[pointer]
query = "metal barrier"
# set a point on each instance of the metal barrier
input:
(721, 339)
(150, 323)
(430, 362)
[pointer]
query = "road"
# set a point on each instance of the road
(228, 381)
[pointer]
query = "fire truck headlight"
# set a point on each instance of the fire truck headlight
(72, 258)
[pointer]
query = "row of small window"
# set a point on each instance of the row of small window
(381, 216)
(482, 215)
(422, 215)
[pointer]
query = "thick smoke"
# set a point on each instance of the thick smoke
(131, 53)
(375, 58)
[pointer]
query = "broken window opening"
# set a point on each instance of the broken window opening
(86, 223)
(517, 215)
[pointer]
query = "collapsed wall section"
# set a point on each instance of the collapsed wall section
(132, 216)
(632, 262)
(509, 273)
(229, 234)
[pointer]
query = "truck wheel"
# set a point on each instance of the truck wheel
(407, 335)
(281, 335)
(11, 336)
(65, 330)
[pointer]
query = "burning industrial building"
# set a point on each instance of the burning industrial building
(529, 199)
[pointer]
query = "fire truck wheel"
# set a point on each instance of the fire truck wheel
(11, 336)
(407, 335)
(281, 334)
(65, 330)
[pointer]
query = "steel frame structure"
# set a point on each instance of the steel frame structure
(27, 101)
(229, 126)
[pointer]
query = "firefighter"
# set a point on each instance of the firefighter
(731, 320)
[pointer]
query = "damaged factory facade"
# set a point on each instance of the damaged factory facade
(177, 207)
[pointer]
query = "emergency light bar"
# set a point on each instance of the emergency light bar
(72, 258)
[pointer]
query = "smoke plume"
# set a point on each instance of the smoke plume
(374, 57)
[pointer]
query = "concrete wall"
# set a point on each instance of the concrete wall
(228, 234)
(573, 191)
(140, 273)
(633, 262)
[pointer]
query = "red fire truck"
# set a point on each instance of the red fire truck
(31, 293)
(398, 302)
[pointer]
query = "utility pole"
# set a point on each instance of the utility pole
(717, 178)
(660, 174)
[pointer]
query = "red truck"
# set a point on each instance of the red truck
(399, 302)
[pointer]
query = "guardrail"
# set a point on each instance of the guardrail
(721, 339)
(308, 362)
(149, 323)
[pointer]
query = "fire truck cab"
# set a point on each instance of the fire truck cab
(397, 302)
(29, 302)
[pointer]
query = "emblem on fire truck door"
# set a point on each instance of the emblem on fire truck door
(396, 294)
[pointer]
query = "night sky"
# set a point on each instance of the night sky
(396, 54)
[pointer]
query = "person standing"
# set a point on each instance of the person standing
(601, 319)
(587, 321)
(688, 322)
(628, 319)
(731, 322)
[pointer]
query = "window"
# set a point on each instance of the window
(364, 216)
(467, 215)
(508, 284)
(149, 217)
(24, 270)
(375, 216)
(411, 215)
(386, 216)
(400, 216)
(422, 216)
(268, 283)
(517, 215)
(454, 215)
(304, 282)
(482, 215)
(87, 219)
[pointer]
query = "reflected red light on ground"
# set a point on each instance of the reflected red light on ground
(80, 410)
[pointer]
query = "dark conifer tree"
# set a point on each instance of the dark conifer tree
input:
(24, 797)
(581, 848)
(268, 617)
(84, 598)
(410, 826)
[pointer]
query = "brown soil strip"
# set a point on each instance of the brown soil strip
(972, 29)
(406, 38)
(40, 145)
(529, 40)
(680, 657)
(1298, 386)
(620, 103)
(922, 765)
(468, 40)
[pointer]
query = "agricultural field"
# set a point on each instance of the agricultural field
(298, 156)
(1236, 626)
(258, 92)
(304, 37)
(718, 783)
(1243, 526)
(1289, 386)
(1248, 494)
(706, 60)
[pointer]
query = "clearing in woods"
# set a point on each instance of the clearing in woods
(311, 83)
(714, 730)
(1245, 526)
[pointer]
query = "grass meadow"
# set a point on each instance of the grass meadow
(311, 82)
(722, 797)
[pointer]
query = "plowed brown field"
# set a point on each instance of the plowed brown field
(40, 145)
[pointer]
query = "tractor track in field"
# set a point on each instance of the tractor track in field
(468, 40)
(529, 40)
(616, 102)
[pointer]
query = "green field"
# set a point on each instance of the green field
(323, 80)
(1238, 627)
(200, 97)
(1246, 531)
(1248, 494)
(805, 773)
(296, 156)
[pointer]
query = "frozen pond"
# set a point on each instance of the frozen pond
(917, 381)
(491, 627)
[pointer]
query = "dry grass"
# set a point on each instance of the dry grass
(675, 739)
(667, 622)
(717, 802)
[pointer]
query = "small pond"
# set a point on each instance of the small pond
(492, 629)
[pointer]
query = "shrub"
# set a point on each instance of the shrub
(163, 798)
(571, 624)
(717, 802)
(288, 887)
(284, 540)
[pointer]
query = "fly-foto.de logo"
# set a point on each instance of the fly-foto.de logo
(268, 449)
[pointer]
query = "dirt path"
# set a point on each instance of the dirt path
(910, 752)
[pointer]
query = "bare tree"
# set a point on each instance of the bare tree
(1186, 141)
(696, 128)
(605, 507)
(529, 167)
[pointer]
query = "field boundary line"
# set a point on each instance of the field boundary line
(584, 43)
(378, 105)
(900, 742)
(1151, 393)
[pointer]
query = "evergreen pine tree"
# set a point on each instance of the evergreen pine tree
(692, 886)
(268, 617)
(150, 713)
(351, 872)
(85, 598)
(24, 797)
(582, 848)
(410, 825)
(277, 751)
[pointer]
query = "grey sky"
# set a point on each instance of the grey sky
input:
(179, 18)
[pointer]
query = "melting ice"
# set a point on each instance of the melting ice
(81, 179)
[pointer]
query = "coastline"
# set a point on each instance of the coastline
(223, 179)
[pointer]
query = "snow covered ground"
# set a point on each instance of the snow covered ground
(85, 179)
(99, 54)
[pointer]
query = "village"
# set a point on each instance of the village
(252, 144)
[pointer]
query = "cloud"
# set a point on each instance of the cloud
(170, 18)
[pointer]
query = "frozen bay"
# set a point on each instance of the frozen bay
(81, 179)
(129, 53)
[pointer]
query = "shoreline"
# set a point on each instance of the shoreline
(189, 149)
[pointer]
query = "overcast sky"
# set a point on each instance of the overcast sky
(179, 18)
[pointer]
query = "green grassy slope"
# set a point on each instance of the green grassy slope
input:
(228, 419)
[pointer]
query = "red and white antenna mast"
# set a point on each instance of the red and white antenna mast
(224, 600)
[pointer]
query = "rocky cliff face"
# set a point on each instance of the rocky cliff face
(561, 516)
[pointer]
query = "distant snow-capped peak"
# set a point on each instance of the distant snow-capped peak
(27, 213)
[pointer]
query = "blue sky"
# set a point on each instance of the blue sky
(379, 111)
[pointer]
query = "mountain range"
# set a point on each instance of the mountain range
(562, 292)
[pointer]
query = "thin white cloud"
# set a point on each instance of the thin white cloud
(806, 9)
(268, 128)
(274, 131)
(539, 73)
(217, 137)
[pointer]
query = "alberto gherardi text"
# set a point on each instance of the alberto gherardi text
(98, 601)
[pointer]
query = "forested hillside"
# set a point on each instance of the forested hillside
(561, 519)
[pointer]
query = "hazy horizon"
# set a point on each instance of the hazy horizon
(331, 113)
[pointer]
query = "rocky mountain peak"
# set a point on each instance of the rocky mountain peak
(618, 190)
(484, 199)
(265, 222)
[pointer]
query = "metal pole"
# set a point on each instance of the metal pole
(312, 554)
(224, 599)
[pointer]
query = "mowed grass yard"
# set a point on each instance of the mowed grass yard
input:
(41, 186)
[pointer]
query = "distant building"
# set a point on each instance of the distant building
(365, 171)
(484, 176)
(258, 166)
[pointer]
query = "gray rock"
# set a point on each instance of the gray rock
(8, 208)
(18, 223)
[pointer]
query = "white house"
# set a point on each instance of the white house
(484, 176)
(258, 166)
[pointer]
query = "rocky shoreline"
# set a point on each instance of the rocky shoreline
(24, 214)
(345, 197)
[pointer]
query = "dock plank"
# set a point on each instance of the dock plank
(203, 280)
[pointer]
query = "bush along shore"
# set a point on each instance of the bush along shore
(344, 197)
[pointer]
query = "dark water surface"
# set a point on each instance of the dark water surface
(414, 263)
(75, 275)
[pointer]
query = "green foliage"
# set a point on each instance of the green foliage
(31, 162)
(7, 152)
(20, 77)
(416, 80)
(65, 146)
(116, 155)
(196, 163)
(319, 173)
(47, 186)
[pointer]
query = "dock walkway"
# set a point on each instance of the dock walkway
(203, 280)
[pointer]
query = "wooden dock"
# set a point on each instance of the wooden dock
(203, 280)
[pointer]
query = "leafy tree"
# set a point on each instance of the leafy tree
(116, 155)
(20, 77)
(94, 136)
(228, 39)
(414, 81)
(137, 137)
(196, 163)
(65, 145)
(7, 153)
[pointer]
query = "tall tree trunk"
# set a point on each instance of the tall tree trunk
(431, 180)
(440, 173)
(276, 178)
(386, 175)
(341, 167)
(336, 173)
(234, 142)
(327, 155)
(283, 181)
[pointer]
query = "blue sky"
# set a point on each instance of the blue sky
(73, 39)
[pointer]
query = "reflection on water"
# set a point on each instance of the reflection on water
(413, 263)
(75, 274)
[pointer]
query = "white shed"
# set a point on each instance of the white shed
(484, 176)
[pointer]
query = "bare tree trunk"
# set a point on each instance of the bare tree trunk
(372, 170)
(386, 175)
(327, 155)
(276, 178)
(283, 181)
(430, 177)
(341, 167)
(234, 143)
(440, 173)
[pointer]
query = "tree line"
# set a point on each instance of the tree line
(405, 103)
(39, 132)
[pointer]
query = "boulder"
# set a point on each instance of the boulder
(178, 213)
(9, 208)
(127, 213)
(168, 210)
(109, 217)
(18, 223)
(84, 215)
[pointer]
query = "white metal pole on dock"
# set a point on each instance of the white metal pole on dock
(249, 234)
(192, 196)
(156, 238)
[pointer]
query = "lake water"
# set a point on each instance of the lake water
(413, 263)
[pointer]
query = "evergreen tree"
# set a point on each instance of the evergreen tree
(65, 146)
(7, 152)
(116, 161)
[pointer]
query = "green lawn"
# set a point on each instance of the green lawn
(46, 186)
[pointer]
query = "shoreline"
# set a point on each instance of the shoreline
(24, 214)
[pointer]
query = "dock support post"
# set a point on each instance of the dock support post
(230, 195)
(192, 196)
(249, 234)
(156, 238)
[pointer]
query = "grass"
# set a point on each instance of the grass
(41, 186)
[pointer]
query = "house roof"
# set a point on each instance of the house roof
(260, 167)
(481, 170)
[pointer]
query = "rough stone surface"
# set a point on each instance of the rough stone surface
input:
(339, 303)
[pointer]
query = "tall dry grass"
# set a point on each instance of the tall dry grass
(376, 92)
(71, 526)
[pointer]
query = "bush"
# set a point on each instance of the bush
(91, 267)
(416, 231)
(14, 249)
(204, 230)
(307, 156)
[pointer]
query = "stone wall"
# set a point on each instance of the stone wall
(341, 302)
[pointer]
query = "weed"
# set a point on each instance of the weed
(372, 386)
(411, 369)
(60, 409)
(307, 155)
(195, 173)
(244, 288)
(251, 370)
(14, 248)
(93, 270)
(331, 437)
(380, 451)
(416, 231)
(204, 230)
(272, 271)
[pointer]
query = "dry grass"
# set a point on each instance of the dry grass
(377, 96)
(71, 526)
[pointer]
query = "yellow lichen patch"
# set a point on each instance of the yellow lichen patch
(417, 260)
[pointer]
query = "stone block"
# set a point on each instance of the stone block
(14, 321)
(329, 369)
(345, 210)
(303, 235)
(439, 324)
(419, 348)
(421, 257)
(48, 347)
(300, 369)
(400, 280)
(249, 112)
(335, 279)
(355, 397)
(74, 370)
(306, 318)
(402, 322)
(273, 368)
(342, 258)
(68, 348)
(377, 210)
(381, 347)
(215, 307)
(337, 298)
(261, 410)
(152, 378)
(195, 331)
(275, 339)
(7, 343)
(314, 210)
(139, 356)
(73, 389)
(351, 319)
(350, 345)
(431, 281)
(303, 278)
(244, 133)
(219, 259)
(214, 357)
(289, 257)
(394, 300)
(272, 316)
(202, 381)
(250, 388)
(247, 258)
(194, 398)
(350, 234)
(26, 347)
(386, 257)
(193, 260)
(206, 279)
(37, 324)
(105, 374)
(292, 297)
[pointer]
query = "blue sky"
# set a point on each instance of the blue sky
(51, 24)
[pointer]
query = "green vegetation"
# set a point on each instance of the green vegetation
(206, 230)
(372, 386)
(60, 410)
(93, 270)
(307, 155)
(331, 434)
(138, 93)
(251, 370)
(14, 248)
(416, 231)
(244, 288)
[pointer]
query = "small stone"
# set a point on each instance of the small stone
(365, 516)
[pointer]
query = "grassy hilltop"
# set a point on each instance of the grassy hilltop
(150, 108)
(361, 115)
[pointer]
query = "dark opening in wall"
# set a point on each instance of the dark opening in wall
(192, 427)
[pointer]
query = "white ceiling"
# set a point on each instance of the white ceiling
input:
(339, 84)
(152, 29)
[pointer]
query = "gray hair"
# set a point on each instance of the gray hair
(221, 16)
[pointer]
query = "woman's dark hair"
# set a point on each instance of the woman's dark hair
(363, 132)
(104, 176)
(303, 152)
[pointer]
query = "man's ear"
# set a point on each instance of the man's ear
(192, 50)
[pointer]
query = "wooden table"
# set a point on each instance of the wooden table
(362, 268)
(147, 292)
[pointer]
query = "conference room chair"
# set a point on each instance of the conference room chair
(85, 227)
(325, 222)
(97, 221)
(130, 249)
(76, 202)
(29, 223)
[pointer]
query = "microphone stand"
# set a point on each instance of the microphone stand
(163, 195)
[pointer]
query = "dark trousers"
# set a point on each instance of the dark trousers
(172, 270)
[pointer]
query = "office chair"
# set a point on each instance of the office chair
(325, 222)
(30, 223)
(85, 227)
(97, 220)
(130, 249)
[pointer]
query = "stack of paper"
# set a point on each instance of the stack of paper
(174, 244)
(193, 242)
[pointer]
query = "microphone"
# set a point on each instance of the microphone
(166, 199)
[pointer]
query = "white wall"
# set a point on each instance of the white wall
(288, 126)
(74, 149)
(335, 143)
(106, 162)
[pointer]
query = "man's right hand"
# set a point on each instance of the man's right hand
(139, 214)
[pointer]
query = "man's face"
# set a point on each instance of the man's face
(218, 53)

* What you should do
The lines you need are those containing "barrier"; find them in the records and copy them.

* Answer to this task
query = "metal barrier"
# set a point on each instance of the metal barrier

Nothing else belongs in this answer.